「起業家にとって最も重要なのは、原体験」。
そう語るのは、DeNA創業者であり、日本を代表する起業家の一人である南場智子氏だ。
筆者が南場氏をForbes JAPANで取材したのは2019年。当時DeNAは、100億円規模のファンドを組成し、日本のスタートアップエコシステムに大きなインパクトを与えていた。あれから6年。DeNAの挑戦は、投資活動にとどまらず、日本のベンチャー界そのものを揺さぶるムーブメントへと進化している。
現在、同社が力を注いでいるのは、日本の起業家をシリコンバレーという世界最高峰の競争環境へと送り出し、「現地で勝たせる」ための実践的なプログラムだ。資金提供やメンタリングに留まらず、起業家一人ひとりの原体験と向き合い、その意思決定の軸を世界基準へと鍛え上げる取り組みは、日本のスタートアップ支援のあり方を根底から問い直している。
日米スタートアップ投資「二桁の差」という現実
日本とアメリカのスタートアップ投資には、目を疑うような格差が存在する。シード期の平均調達額は日本が5000万円に対し、アメリカは5億円。シリーズDになると日本の5億円に対してアメリカは137億円と、実に二桁もの差が開く。
「規模の問題だけではないんです。ベロシティ(速度)が全く違う」と南場氏は語る。「企画を考えて、トライして、ダメなら次へ行く。このスピードは圧倒的に早い。そして一つ一つのアクションのクオリティが徹底している。それが当たり前として求められる社会、エコシステムなんですよ。その空気を吸って、その土壌に立っていると、自然とそうなっていく」

- - - - - - -

** やること **
1 – 南場智子氏についての記事で、筆者がForbes JAPANで南場氏を取材したのは何年ですか？
2 – 南場智子氏についての記事を、最後の文の後から書き継いでください。

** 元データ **
- - - - - - -

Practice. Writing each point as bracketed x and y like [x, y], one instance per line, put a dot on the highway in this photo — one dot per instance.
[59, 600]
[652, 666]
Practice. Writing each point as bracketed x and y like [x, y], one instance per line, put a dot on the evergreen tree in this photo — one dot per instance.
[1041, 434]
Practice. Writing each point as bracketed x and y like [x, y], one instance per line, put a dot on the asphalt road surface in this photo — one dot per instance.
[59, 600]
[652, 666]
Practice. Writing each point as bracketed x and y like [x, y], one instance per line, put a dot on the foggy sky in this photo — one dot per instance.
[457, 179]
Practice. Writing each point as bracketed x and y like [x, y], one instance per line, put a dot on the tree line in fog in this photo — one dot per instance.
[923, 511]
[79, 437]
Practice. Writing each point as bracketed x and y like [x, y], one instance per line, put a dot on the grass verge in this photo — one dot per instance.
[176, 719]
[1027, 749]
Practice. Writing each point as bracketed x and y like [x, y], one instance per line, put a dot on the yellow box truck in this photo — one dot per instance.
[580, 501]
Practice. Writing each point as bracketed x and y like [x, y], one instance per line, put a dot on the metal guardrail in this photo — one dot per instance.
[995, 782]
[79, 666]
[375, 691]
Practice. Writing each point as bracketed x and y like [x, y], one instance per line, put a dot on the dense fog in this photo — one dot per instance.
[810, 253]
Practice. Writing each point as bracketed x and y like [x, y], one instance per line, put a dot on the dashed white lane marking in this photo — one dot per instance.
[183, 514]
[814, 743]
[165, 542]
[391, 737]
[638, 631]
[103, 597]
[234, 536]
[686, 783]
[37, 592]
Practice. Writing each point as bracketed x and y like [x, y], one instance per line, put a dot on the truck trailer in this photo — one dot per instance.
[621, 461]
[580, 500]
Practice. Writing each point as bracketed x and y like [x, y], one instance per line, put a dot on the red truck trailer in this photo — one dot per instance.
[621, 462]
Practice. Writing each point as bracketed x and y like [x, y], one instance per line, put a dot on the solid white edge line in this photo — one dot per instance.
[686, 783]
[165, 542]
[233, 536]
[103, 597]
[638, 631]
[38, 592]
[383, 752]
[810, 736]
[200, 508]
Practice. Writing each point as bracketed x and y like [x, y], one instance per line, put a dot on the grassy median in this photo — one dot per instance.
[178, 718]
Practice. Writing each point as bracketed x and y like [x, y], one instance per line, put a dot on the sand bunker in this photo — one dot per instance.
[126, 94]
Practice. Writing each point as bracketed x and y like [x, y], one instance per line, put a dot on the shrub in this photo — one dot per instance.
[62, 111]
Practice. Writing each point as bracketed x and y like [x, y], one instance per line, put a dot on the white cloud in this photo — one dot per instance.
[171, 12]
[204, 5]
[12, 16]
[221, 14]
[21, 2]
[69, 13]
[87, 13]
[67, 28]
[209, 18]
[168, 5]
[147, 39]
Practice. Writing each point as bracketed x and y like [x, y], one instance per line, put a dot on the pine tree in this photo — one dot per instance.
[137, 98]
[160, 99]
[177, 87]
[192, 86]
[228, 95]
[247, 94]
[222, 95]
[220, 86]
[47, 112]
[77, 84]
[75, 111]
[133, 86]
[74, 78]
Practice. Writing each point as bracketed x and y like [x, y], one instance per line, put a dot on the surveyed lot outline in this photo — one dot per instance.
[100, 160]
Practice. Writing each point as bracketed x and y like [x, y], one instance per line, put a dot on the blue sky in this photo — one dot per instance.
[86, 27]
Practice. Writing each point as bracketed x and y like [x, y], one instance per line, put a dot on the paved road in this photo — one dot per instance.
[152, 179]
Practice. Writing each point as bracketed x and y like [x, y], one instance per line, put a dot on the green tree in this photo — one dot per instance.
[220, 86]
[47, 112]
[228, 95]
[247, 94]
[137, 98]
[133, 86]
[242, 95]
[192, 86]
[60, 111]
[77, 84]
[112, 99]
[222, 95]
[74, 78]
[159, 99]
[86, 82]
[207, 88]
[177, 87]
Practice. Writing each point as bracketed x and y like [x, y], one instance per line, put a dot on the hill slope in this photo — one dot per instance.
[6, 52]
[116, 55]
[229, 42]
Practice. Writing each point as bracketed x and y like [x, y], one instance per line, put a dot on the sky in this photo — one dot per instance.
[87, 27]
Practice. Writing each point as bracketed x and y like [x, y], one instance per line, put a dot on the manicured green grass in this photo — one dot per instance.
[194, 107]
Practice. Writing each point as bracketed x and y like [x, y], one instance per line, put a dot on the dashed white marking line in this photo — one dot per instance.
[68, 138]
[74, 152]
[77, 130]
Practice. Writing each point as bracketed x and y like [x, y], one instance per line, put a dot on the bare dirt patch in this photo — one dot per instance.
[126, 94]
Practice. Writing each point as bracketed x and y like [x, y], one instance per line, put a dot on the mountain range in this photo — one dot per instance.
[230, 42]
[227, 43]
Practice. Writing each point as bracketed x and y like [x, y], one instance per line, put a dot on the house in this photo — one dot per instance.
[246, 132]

- - - - - - -

** 各タスクの結果 **
1 – 2019年です。

2 –
IPOの規模が小さいという問題の背景には、そもそもアンビション(野心)のレベルが違うという構造的な課題がある。日本では地に足のついた現実的な企画に資金が集まるが、ベイエリアでは興味を示してはもらえない。一桁、二桁大きい試合が前提となっている空気がそこにはある。
韓国に学ぶ「成功の連鎖」のメカニズム
南場氏が強く注目するのは、隣国・韓国の躍進だ。ベイエリアで開催される移民起業家のイベントには1500人が集まり、そのうち500〜600人が韓国系起業家だという。ヘルスケアアプリのNOOMやコミュニケーションAPIのSendbirdなど、現地からユニコーン企業も続々と生まれている。
「韓国は5年前、10年前は今の日本と全く同じ状況だった。ほとんど韓国人起業家なんていなかったんです。でも一人二人が成功すると、『なんだ、自分もできるじゃないか』とみんながワーッと飛び出してきた。成功例が見えることで、流れが一気に変わった」
日本人起業家にも同じ可能性は十分にある。
そもそもシリコンバレーは移民起業家の聖地だ。Google、Tesla、Zoom——巨大テック企業の創業者の多くが移民であり、英語のハンディキャップを抱えながら成功を掴んだ例は枚挙にいとまがない。
「シリコンバレーで日本人が勝ちにくいわけではない。ただ、スタートアップのエコシステムにはアファーマティブ・アクション(積極的差別是正措置)がないんです。私はそこがフェアで好きなところ。日本人だから厳しいよね、は絶対にダメ。フェアで激しい競争の中で勝っていかなきゃいけない。それには個人の頑張りと、周りのサポートが必要なんです」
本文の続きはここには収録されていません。